• _PROBLEMS TO SOLVE_:
**A.** From the Deployer handbook page, extract the passage starting with "## Overview" and going on through "package to GitLab.com.".
**B.** According to the Deployer handbook page, what existing tool is Deployer replacing?
**C.** How would you render this sentence from the Deployer handbook page in Spanish: "The current deployment tool takeoff was not originally designed with CICD in mind and is not particularly well suited for deploying to multiple classes of infrastructure in parallel and displaying output that's easy to read."

• _SOURCE EXTRACT_:
---
layout: handbook-page-toc
title: "Deployer"
---

## On this page
{:.no_toc .hidden-md .hidden-lg}

- TOC
{:toc .hidden-md .hidden-lg}

Issue: [`release/framework/40`](https://gitlab.com/gitlab-com/gl-infra/delivery/issues/40)


## Overview

[Deployer](https://ops.gitlab.net/gitlab-com/gl-infra/deployer)
is a replacement of custom tooling [takeoff](https://gitlab.com/gitlab-org/takeoff) which is
currently used to deploy new versions of the omnibus package to GitLab.com.

### Goals

The current deployment tool [takeoff](https://gitlab.com/gitlab-org/takeoff)
was not originally designed with CICD in mind and is not particularly well suited
for deploying to multiple classes of infrastructure in parallel and displaying
output that's easy to read.

• _PROVIDED DATA_:
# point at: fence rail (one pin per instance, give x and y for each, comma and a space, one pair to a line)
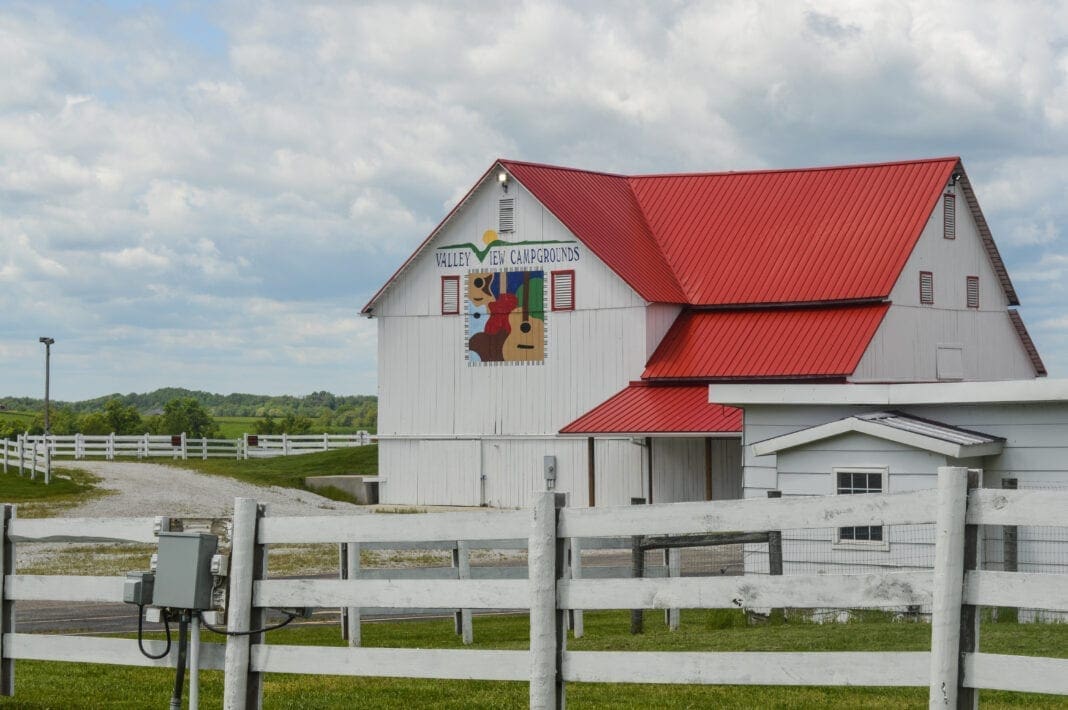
79, 446
953, 669
24, 457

• _RESPONSES TO THE EXERCISE_:
**A.**
## Overview

[Deployer](https://ops.gitlab.net/gitlab-com/gl-infra/deployer)
is a replacement of custom tooling [takeoff](https://gitlab.com/gitlab-org/takeoff) which is
currently used to deploy new versions of the omnibus package to GitLab.com.

**B.** Deployer replaces takeoff, the custom tooling used to deploy new versions of the omnibus package to GitLab.com.

**C.** La herramienta de despliegue actual, takeoff, no se diseñó originalmente pensando en CICD y no es especialmente adecuada para desplegar en varias clases de infraestructura en paralelo ni para mostrar una salida fácil de leer.